Rows from a box labeling dataset
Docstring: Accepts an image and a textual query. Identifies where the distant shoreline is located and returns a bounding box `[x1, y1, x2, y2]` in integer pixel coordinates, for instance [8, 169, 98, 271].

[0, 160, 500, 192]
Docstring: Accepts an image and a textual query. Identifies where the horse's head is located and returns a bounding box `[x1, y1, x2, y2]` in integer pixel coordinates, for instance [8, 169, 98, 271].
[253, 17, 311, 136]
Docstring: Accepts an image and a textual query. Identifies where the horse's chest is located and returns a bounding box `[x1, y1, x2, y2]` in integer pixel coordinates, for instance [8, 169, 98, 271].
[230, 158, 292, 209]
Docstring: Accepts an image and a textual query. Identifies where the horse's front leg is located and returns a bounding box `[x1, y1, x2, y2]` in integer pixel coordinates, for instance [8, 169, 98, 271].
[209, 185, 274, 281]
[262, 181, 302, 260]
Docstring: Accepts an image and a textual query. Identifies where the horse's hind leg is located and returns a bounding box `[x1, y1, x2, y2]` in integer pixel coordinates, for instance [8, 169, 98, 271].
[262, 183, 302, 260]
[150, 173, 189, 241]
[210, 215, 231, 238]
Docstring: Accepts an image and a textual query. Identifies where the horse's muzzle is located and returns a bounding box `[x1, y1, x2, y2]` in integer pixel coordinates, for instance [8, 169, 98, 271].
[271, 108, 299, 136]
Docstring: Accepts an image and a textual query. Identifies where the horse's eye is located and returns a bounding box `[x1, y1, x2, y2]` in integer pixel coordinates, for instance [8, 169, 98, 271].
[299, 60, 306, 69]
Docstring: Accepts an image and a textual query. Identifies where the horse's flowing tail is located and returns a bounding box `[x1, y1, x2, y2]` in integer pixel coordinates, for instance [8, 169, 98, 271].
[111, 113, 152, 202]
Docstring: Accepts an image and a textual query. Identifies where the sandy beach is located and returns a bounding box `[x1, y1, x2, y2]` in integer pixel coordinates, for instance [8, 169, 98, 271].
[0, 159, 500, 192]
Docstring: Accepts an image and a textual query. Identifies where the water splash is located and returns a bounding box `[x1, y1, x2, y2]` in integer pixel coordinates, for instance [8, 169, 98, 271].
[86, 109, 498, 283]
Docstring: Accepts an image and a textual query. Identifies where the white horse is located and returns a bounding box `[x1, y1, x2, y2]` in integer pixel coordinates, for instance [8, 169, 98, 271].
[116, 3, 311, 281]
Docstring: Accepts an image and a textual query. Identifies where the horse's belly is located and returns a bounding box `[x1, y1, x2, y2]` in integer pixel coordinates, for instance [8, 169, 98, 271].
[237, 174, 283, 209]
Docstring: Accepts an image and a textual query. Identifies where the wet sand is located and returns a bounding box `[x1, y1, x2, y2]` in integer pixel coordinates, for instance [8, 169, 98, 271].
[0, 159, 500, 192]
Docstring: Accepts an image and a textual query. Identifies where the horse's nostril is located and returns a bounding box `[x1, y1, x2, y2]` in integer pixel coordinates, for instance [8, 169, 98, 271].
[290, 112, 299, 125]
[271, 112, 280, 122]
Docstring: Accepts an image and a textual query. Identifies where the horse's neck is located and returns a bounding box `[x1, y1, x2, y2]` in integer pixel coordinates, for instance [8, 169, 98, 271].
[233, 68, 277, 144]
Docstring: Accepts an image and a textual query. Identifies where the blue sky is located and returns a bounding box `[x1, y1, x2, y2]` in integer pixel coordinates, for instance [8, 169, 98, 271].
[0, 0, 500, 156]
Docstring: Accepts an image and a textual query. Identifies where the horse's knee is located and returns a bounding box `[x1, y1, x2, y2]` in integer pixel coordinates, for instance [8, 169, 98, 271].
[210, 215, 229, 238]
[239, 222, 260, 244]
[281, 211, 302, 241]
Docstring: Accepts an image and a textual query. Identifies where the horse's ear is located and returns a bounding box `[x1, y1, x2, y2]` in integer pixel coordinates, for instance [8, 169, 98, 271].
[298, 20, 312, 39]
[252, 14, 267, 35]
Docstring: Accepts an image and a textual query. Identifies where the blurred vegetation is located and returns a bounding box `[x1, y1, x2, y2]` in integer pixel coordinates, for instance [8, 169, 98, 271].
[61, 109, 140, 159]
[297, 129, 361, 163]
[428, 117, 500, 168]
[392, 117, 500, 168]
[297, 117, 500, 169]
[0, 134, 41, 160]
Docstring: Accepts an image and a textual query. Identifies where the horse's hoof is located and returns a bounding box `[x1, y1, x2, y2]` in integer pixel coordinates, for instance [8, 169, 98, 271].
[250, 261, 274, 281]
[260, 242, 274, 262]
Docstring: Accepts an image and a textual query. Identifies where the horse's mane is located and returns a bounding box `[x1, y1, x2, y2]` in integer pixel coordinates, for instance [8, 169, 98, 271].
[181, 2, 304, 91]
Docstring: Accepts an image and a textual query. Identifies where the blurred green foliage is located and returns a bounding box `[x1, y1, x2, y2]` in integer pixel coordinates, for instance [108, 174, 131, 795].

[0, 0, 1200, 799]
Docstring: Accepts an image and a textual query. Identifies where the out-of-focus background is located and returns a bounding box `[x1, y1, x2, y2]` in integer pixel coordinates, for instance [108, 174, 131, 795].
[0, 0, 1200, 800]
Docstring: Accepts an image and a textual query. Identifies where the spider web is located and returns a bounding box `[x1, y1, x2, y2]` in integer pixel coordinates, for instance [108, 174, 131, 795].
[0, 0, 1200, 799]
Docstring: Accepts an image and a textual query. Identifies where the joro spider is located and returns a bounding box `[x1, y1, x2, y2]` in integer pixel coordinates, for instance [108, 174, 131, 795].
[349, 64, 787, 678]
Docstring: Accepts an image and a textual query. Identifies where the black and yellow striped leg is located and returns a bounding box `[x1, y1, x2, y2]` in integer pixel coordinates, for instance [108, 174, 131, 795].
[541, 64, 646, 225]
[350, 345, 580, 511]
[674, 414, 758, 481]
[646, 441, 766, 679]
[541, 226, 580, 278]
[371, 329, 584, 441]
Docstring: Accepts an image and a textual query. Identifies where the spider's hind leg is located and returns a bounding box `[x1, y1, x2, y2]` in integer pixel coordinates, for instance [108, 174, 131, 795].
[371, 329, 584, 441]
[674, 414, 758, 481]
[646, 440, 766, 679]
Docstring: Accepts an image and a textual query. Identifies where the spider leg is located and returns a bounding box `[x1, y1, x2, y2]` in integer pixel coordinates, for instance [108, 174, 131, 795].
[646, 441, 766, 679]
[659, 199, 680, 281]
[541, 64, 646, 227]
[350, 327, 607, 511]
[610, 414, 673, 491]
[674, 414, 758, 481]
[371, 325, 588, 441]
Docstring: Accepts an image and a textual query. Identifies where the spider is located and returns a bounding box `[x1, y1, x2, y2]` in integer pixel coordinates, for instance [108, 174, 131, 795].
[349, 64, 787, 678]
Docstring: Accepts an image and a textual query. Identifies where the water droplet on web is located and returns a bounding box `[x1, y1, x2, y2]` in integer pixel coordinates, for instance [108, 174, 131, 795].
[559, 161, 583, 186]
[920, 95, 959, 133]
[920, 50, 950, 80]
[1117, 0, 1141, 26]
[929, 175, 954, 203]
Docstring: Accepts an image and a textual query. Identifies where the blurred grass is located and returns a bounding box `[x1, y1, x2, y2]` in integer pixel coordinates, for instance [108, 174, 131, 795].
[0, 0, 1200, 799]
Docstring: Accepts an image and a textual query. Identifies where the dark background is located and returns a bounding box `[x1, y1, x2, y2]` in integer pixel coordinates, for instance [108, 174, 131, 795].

TASK BRIEF: Print every line of the listing above again without changing a single character.

ANSWER TO THE PROBLEM:
Docstring: Accepts an image and a textual query. Identifies where the distant shoreline is located and returns a bounding box `[x1, y1, x2, y2]` in integer pixel coordinates, for instance [8, 169, 98, 271].

[0, 160, 500, 192]
Docstring: Accepts an image and a textual query. Identifies where the horse's head is located and returns a bounding box `[x1, y1, x2, y2]` in integer pixel coordinates, for instance [8, 169, 98, 271].
[253, 17, 311, 136]
Docstring: Accepts an image and a textual query. Identifies where the horse's chest is located and returns a bounding box `[x1, y1, x2, y2]` in integer pixel coordinates, for instance [8, 169, 98, 271].
[230, 158, 292, 209]
Docstring: Accepts an image and a textual query. Identifies where the horse's front leg is located and returns a bounding box `[x1, y1, x2, y2]` in integer pixel coordinates, for instance [8, 169, 98, 271].
[209, 185, 274, 281]
[262, 181, 302, 260]
Docstring: Accepts an image and a textual query. Identifies where the horse's hind leg is located and returns a bounding box `[x1, y1, x2, y2]` in integer pixel coordinates, for instance [8, 169, 98, 271].
[262, 183, 302, 260]
[150, 173, 189, 241]
[210, 215, 231, 238]
Docstring: Accepts an image and a textual query. Identifies where the horse's muzzle is located and returns a bounding box `[x1, y1, x2, y2]` in integer pixel coordinates, for instance [8, 169, 98, 271].
[271, 108, 299, 136]
Docstring: Accepts an image and a textual query. Identifies where the horse's eye is located and returns a bounding box `[x1, y1, x2, y2]` in integer pixel coordinates, for instance [8, 169, 98, 271].
[299, 60, 306, 69]
Docstring: Accepts an image and a textual query. Identifies where the horse's flowing tail is located and returns a bounding box `[x1, y1, x2, y2]` in integer pixel coordinates, for instance [8, 169, 98, 271].
[111, 113, 152, 202]
Docstring: Accepts an image and a textual query. Identifies where the sandy beach is located and returns a bounding box `[x1, y1, x2, y2]` in integer pixel coordinates, for instance [8, 169, 98, 271].
[0, 159, 500, 192]
Docstring: Accepts an image and a textual query. Identifies where the water splash is located and returns a bounding box `[x1, y1, x2, y2]` in integer pixel coordinates, for instance [8, 169, 98, 271].
[86, 109, 498, 283]
Docstring: Accepts an image and a textual query. Identifies where the white horse is located and returns a bounding box `[x1, y1, x2, y2]` in integer pixel coordinates, for instance [8, 169, 98, 271].
[116, 3, 311, 281]
Docstring: Accepts an image and a textual query. Identifies where the horse's belly is located and returns a bounding box `[x1, y1, x2, y2]` in integer pixel coordinates, for instance [8, 169, 98, 271].
[237, 174, 283, 209]
Docstring: Accepts an image and a textual query. Identifies where the wet sand is located and returns a bounding box `[x1, y1, x2, y2]` in integer pixel coordinates, for instance [8, 169, 98, 271].
[0, 159, 500, 192]
Docstring: Accepts an image and a textual query. Identifies where the horse's nostril is located and returns a bounding box `[x1, y1, x2, y2]` in integer pixel coordinates, for instance [8, 169, 98, 271].
[290, 112, 299, 125]
[271, 112, 280, 122]
Docstring: Accepts an image and a textual query. Identifies where the horse's neck is located and returns a bounding box `[x1, y1, x2, y2]` in integer pixel coordinates, for instance [8, 169, 98, 271].
[233, 68, 277, 144]
Docstring: Accepts an image and a textual query. Identifies where the blue sky is located and returns a bounding box `[x1, y1, x2, y2]` in integer pixel coordinates, for instance [8, 169, 98, 271].
[0, 0, 500, 156]
Docstring: Accepts an image and a textual query. Identifies where the horse's knee is located and returns a bounding box `[x1, y1, x2, y2]` in integer pixel coordinates, for instance [8, 169, 98, 271].
[210, 215, 229, 238]
[239, 222, 260, 244]
[281, 211, 302, 241]
Docstring: Accepts an image and a textual query. Identifies where the horse's ear is located and returns a bounding box `[x1, y1, x2, y2]` in integer pixel coordinates, for instance [8, 169, 98, 271].
[298, 20, 312, 39]
[252, 14, 267, 35]
Docstring: Accepts an image and a textual query. Identifies where the blurred vegetation is located and returns a bounding box `[x1, y1, x2, y2]` in integer pixel coordinates, for instance [8, 169, 98, 271].
[61, 109, 140, 159]
[297, 129, 361, 163]
[428, 117, 500, 168]
[392, 117, 500, 168]
[297, 117, 500, 169]
[0, 134, 41, 160]
Docstring: Accepts an image and a textual query. Identifies where the horse's hoof is located and returns a bounding box `[x1, y1, x2, y2]` in integer pixel coordinates, for instance [8, 169, 98, 271].
[250, 261, 274, 281]
[260, 242, 274, 262]
Docstring: Accepts an image and a textual query. Identifies where the horse's mane is located and returns a bounding box `[x1, y1, x2, y2]` in integer pixel coordinates, for instance [8, 169, 98, 271].
[181, 2, 304, 91]
Docstring: Accepts an image and a textual query. Identifies where the blurred green foliage is located and returns a bounding box `[x1, y1, x2, y2]` in integer pixel coordinates, for instance [108, 174, 131, 795].

[0, 0, 1200, 799]
Docstring: Accepts an image and a textual query. Identifies where the out-of-focus background is located and returns a bounding box `[x1, y1, x2, y2]` in integer pixel coordinates, for instance [108, 174, 131, 795].
[0, 0, 1200, 800]
Docstring: Accepts an image and a textual query. Identifies where the spider web is located and returns a bounding box `[x1, y1, x2, y2]` in integer pixel coordinates, for instance [108, 174, 131, 795].
[0, 0, 1200, 799]
Docstring: Accepts an image and a textual query. Identifies where the joro spider is located and returns a bounding box `[x1, y1, x2, y2]` in integer pixel coordinates, for instance [108, 174, 131, 795].
[349, 64, 787, 678]
Docstring: Accepts an image and a textual query. Identifies where the black and yellow striped leg is located and returns a bounding box `[x1, y1, x2, y2]` in integer pixel coordinates, for instance [108, 174, 131, 795].
[541, 64, 646, 225]
[350, 345, 580, 511]
[674, 414, 758, 481]
[646, 441, 766, 679]
[541, 226, 580, 278]
[371, 329, 584, 441]
Docstring: Accepts an image and a textual query. Identifies where the spider's hind leg is located and returns a bounding box `[x1, y1, x2, y2]` in integer pixel coordinates, for instance [108, 174, 131, 795].
[371, 329, 584, 441]
[674, 414, 758, 481]
[646, 440, 766, 679]
Docstring: Accepts an image and a textual query. Identifies where the spider leg is located and returns a bounding box `[x1, y1, x2, y2]` in integer pixel coordinates, for instance [108, 174, 131, 795].
[646, 441, 766, 679]
[659, 199, 680, 281]
[541, 64, 646, 227]
[350, 327, 607, 511]
[610, 414, 673, 491]
[674, 414, 758, 481]
[371, 325, 588, 441]
Docstring: Accepts an image and a textual query. Identifies where the spider is located and returns a bounding box `[x1, y1, x2, y2]` in integer pixel coordinates, for instance [108, 174, 131, 795].
[349, 64, 787, 678]
Docstring: Accepts an image and a textual query. Identifies where the water droplet on web is located and returns a bounding box `[x1, y1, x2, y2]` in integer pixel coordinates, for instance [108, 174, 131, 795].
[559, 161, 583, 186]
[920, 95, 959, 133]
[920, 50, 950, 80]
[1117, 0, 1141, 26]
[929, 175, 954, 203]
Docstring: Accepts an image and a textual query. Identifies where the blurred grass is located and returns a bounding box `[x1, y1, x2, y2]` in integer pixel coordinates, for instance [108, 174, 131, 795].
[0, 0, 1200, 799]
Docstring: Accepts an image and a textual query. Identifies where the dark background is located and returns a bounding box `[x1, y1, x2, y2]` in integer pixel coordinates, for instance [108, 174, 131, 795].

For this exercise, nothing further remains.